**Apply what you read**
A. Please sum up the blog post on therapy in two sentences.
B. According to the blog post on therapy, what is the one thing we really want that a therapist can't actually do?
C. Reproduce the blog post on therapy word for word from "I have tools" up to and including "what's the point?".

**Text provided**
————

Nobody can tell you how. Not really. Over time, a good therapist may be able to give you the tools for you to come up with your own solution, but that’s not the same as saying therapy is the answer.
That’s why this shit is hard. You gotta do the work yourself, one shovel full of crazy at a time.
from dearcoketalk
I think this is part of why it can be hard for me to describe what therapy is or what I do as a therapist. Because the one thing we really want - someone to tell us *how* - is the exact thing I can't actually do.
I have tools that work for me, ones that didn't work for me, ones that are interesting but i haven't tried yet, ones I know about from other people's use - a pretty extensive repertoire, really - But I have no idea what the process will be like for someone else and even if we can come up with a bunch of great things to try *you* still have to go back into your life and *do* it. In my estimation any good therapist is clear on that - that there's a big difference between a therapy session and doing the work in your own life - so what's the point?
Well, she says it: This shit is hard. Fucking hard. Self awareness isn't anything like the 'think happy thoughts' spirituality permeating our culture. And it's not genuine if your sense of yourself is just based on general psychological theory or smart things other people said. Spirituality and psychology can be useful diving off points but it's always hard to look at yourself with the glamour and sparkles stripped away. It's hard to strip yourself down to the bones and then stand there still long enough to notice something useful. No matter how familiar you might be with the concepts of selfishness or cruelty or pain and other undesirable human experiences when you see them attached to you, it hurts.
There is a clear difference for me between doing it and not doing it. Being committed to self awareness and not being committed. Talking about it isn't enough. Being interested isn't enough. But it takes just as long sometimes to figure out what committed really is for you and what it isn't as it does to actually then proceed with the nitty gritty. It's unromantic. And i'm not even talking processing trauma or being emotionally stunted or dependent. Just plain, everyday life done consciously - pursuing self awareness is overwhelming.
So why do it alone?
3 comments:
Living life consciously is a wonderful stance. My sense is; what overwhelms us is when we avoid true feeling. I am not suggesting getting lost in emotions and emoting, but feeling and becoming intimate with ourselves inspires something more grounded.
Ultimately, I agree. But I know the initial transition from avoiding feeling to turning into it can be really intense. I wouldn't have persevered without a community or a wise heart somewhere that had already found themselves on solid ground by way of choosing awareness.
When we trip that crazy, panic moment and look around for confirmation and find someone feeling perfectly calm, maybe even amused, certainly not freaking out - it's so much easier to let drama and overwhelm go and learn something.
Although, it's not always in the form of an actual person. Your pictures and words have that grounding effect. Which has transmitted to me the grounding effect of paying attention to the details of the natural world. In a similiar way, words can ground or light me up or that ecstatic and dynamic combination of both.
Which reminds me of my original thought - living life consciously can manifest in endless, endless ways - the uniqueness of each person is so alluring to me as they unfold. that it can be fierce and simultaneously delicate (like the little prince's rose)- and deserves to be attended to - but not by being told how to do it - prescribed to - which is suffocating and eventually stifles - but by being celebrated, supported, empowered by having a witness and grounded by knowing yourself and how you are not alone.

————

**Dataset excerpt**
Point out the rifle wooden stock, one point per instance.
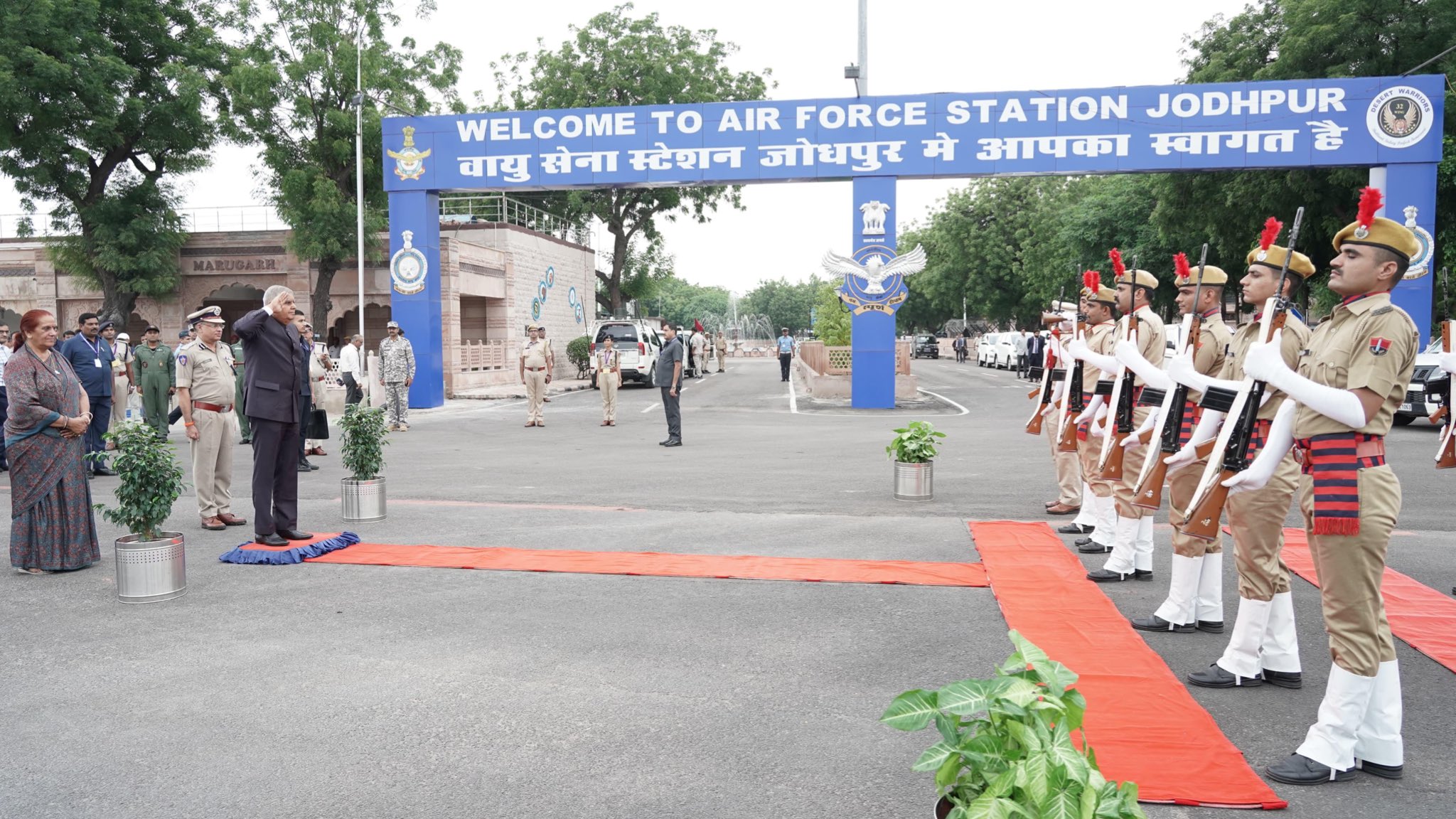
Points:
(1113, 470)
(1203, 523)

————

**Results**
A. A therapist cannot tell anyone how to change, and even with good tools to try, the person still has to go back into their life and do the work. Pursuing self awareness, even in plain everyday life, is hard and overwhelming, which leads the writer to ask why anyone should do it alone.

B. Someone to tell us how.

C.
I have tools that work for me, ones that didn't work for me, ones that are interesting but i haven't tried yet, ones I know about from other people's use - a pretty extensive repertoire, really - But I have no idea what the process will be like for someone else and even if we can come up with a bunch of great things to try *you* still have to go back into your life and *do* it. In my estimation any good therapist is clear on that - that there's a big difference between a therapy session and doing the work in your own life - so what's the point?